# [SET TASK]
Recast the items, starting at the beginning of the items and ending at the line that contains "MULTIPOLYGON (((151 179, 150", inclusive, as a two-column CSV with the headers instruction and answer. Give one row per item, with its text and its answer each in a single quoted field and every line break replaced by a space.

# [RECORDS PROVIDED]
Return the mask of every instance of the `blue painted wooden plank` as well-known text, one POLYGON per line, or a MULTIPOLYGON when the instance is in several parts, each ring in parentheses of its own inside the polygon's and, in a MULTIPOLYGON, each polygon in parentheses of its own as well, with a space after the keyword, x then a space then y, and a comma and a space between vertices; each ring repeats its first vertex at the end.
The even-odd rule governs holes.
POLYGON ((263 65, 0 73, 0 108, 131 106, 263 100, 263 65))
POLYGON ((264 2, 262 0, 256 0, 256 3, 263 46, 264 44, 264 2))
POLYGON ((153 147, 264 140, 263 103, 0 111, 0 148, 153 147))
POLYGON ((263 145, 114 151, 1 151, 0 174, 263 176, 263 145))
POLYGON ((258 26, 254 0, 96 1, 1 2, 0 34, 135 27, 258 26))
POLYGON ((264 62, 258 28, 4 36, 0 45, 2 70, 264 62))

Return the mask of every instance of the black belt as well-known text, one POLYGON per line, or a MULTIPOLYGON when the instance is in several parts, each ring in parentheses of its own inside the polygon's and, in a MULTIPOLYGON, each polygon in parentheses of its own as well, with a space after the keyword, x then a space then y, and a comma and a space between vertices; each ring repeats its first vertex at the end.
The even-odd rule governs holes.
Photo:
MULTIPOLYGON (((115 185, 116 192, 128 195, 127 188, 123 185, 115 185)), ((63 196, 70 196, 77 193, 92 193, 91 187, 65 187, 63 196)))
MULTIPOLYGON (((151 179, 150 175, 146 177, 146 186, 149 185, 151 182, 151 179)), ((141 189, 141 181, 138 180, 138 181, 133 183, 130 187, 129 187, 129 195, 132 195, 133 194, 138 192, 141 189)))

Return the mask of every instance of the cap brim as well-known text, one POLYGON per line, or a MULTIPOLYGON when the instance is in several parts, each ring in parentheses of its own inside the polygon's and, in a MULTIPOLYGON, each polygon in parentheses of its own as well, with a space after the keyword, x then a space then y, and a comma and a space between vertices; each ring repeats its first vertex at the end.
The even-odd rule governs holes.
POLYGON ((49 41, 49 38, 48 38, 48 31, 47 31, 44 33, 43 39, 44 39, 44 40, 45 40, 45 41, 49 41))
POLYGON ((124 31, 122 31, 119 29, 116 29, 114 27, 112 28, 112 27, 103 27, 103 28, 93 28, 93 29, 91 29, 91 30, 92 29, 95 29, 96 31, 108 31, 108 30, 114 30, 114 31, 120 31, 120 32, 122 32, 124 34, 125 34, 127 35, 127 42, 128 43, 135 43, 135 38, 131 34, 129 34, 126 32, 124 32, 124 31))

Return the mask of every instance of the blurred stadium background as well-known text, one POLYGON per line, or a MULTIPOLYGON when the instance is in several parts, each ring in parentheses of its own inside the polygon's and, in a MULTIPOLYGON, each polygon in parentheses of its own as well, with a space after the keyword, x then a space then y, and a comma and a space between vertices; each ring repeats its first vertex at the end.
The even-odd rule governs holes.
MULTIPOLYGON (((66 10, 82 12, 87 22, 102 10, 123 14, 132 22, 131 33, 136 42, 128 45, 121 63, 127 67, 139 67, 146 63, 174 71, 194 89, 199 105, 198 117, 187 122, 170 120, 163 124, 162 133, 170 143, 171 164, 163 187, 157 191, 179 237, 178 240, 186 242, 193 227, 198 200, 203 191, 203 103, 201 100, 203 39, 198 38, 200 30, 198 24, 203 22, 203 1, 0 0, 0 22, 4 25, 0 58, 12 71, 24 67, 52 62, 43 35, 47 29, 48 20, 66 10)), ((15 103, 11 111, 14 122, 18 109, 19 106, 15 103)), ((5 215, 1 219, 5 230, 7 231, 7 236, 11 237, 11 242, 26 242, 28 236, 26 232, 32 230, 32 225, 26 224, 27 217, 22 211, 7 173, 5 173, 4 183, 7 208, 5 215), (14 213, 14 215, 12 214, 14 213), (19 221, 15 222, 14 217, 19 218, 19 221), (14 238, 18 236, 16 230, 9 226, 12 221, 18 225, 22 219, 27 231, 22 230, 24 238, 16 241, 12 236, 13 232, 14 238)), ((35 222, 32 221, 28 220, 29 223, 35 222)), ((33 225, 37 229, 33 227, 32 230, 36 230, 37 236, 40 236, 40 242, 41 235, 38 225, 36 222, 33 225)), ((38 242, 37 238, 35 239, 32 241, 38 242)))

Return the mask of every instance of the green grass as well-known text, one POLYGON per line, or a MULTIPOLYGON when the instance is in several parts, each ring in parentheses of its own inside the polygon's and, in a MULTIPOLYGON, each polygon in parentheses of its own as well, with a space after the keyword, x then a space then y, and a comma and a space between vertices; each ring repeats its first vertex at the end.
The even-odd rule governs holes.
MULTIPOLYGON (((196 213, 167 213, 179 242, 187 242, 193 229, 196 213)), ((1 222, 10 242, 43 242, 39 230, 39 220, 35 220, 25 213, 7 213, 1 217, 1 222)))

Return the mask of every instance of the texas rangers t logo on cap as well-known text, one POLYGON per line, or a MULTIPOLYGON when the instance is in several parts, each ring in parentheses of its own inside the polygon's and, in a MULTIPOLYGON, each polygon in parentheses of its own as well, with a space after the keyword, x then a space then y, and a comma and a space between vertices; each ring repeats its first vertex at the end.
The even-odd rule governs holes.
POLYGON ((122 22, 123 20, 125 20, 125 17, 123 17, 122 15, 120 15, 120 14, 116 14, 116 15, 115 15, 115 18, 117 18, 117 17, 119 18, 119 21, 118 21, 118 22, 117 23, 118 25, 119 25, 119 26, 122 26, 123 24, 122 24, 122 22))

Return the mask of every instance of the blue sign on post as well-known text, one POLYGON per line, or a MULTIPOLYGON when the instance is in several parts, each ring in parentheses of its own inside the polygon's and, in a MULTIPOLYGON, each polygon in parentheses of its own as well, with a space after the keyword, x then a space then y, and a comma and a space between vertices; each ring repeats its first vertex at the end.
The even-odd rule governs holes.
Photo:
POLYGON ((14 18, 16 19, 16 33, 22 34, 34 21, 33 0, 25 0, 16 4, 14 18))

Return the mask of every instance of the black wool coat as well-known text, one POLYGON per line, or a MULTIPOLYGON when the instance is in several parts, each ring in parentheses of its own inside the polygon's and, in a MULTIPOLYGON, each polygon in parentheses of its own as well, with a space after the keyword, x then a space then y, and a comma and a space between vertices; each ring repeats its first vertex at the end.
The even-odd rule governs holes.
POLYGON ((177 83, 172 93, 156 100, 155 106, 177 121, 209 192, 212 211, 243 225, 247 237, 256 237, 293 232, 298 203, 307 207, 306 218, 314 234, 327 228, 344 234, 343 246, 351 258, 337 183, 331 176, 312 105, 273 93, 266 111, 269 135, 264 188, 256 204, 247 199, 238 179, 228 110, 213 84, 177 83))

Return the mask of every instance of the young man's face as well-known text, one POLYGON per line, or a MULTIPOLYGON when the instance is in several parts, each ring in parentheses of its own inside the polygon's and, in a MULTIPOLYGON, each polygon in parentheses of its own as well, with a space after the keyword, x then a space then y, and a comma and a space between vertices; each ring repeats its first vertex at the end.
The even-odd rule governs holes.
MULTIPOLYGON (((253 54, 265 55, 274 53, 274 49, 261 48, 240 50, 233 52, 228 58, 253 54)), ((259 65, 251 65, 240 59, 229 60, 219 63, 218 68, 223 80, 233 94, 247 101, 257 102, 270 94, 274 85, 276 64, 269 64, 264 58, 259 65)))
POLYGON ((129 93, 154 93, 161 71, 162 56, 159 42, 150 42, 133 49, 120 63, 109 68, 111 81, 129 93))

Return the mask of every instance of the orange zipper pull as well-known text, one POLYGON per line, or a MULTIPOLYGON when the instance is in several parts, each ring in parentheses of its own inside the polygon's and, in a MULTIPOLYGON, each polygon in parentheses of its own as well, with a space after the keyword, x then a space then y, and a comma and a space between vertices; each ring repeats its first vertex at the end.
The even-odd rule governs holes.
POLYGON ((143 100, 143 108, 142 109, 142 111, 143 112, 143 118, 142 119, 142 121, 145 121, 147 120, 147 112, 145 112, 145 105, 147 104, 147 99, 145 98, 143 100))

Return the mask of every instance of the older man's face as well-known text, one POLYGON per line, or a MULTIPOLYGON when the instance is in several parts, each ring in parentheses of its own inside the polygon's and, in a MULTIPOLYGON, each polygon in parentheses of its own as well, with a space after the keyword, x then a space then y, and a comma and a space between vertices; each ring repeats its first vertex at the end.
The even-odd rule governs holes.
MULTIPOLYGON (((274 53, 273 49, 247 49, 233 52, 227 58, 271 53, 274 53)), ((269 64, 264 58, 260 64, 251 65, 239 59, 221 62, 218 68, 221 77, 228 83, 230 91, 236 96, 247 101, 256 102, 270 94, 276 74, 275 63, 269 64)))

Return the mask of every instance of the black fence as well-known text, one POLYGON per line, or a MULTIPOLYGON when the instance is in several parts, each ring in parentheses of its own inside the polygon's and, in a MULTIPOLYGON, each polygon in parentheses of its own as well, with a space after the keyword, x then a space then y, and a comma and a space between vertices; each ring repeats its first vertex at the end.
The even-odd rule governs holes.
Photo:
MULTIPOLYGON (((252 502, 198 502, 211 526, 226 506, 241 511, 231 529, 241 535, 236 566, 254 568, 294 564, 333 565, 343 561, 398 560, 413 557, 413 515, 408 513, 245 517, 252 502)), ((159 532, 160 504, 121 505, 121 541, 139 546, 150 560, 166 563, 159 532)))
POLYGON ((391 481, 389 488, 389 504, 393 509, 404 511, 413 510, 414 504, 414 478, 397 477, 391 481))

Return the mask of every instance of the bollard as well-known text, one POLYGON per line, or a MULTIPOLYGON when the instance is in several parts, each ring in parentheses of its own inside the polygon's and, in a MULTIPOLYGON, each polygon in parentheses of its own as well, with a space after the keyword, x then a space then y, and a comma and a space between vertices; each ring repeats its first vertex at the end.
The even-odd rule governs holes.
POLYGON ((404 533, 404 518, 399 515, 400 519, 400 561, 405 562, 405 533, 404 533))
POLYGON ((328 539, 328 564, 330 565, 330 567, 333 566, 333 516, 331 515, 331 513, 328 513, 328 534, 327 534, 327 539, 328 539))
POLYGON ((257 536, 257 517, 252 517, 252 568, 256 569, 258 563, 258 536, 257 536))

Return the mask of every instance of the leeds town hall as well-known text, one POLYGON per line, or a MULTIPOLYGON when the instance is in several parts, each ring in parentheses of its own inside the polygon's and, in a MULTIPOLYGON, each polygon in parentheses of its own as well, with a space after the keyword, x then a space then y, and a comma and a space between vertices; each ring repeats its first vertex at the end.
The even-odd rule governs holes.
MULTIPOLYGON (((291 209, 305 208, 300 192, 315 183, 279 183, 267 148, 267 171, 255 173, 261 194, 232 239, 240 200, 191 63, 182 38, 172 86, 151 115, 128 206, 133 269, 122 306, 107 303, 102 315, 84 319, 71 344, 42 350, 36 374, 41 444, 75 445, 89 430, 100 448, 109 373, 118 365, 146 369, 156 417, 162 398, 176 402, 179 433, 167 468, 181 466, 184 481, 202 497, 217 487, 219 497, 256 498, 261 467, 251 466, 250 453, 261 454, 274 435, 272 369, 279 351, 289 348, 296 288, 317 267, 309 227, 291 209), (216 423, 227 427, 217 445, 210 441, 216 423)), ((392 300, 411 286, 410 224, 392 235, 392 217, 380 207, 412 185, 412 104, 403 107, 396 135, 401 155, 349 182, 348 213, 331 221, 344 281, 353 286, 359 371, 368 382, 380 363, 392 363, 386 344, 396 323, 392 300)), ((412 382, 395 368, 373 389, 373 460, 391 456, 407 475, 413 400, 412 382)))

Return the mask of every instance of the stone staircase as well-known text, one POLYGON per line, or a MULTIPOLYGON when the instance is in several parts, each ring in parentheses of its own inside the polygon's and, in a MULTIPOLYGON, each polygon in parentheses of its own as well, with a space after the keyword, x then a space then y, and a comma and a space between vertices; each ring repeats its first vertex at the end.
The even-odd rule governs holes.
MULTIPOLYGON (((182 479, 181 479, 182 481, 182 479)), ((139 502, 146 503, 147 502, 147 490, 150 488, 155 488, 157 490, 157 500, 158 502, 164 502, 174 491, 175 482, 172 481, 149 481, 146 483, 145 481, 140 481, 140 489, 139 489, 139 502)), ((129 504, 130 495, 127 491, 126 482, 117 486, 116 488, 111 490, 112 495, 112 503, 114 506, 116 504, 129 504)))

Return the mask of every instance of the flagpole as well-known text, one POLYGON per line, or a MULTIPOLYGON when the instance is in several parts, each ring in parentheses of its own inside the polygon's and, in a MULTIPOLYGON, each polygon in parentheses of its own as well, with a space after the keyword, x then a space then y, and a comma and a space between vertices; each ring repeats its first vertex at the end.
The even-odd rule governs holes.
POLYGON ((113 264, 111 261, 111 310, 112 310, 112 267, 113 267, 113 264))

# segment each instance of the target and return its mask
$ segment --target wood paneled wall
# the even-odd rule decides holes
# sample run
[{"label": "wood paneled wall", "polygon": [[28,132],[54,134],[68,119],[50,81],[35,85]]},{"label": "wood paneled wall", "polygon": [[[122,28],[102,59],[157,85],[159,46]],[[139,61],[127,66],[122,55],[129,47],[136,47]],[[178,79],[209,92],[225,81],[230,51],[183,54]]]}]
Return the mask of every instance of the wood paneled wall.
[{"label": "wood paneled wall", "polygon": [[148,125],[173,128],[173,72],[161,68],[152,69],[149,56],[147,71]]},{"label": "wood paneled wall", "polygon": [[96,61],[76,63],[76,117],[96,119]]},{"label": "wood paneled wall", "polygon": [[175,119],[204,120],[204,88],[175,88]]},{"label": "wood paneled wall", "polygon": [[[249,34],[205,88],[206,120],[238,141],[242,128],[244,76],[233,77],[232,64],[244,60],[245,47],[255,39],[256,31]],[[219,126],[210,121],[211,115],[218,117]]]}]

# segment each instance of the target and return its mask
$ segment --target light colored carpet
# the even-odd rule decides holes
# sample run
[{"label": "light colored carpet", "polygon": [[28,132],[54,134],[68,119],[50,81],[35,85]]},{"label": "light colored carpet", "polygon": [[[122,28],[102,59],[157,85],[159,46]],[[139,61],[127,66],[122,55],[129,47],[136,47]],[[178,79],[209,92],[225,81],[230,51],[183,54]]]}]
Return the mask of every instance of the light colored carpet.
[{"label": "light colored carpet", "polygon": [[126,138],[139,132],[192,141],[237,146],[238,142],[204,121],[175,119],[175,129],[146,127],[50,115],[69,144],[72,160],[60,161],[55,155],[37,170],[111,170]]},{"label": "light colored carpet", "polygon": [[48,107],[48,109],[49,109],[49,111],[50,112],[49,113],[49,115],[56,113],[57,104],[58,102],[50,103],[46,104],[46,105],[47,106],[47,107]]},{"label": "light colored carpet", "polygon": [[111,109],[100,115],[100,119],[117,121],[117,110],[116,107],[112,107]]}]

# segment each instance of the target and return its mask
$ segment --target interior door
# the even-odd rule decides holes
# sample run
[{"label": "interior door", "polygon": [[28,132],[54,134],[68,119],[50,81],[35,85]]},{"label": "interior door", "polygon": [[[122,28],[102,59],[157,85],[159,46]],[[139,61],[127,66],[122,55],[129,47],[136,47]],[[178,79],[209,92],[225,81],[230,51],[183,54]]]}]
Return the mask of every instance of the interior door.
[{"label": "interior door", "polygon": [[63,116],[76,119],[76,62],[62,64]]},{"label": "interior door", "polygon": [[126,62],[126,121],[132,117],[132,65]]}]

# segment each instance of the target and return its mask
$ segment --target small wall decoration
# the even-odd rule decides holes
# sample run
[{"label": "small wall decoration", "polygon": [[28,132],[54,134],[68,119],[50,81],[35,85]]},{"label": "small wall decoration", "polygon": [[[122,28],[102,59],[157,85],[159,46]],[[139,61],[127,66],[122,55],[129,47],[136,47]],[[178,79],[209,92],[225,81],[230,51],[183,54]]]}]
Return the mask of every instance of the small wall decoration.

# [REPLY TO THE TASK]
instruction,answer
"Return the mask of every instance of the `blue painted wooden plank` as well-known text, one POLYGON per line, or a MULTIPOLYGON when the instance is in several parts, each ring in parentheses of its own inside the polygon's and, in a MULTIPOLYGON, each polygon in parentheses of its own as well, with a space after the keyword, x then a space then y, and a comma and a space between vertices; each ring repeats its first vertex at the end. The even-odd rule governs holes.","POLYGON ((263 65, 0 73, 0 108, 131 106, 263 100, 263 65)) POLYGON ((264 2, 262 0, 256 0, 256 3, 263 46, 264 44, 264 2)) POLYGON ((153 147, 264 140, 263 103, 0 111, 0 148, 153 147)) POLYGON ((263 145, 114 151, 1 151, 0 174, 263 176, 263 145)) POLYGON ((258 26, 254 0, 96 1, 1 2, 0 34, 135 27, 258 26)) POLYGON ((264 62, 258 28, 4 36, 0 45, 2 70, 264 62))"
"Return the mask of every instance of the black belt as well-known text, one POLYGON per line, or a MULTIPOLYGON when the instance is in several parts, each ring in parentheses of its own inside the polygon's and, in a MULTIPOLYGON, each polygon in parentheses of its own as well, with a space after the keyword, x then a space then y, and a comma and a space between vertices; each ring repeats its first vertex at the end. The even-odd rule governs holes. Photo:","MULTIPOLYGON (((115 185, 116 192, 128 195, 127 188, 123 185, 115 185)), ((63 196, 70 196, 77 193, 92 193, 91 187, 65 187, 63 196))) MULTIPOLYGON (((151 179, 150 175, 146 177, 146 186, 149 185, 151 182, 151 179)), ((141 189, 141 181, 138 180, 138 181, 133 183, 130 187, 129 187, 129 195, 132 195, 133 194, 138 192, 141 189)))"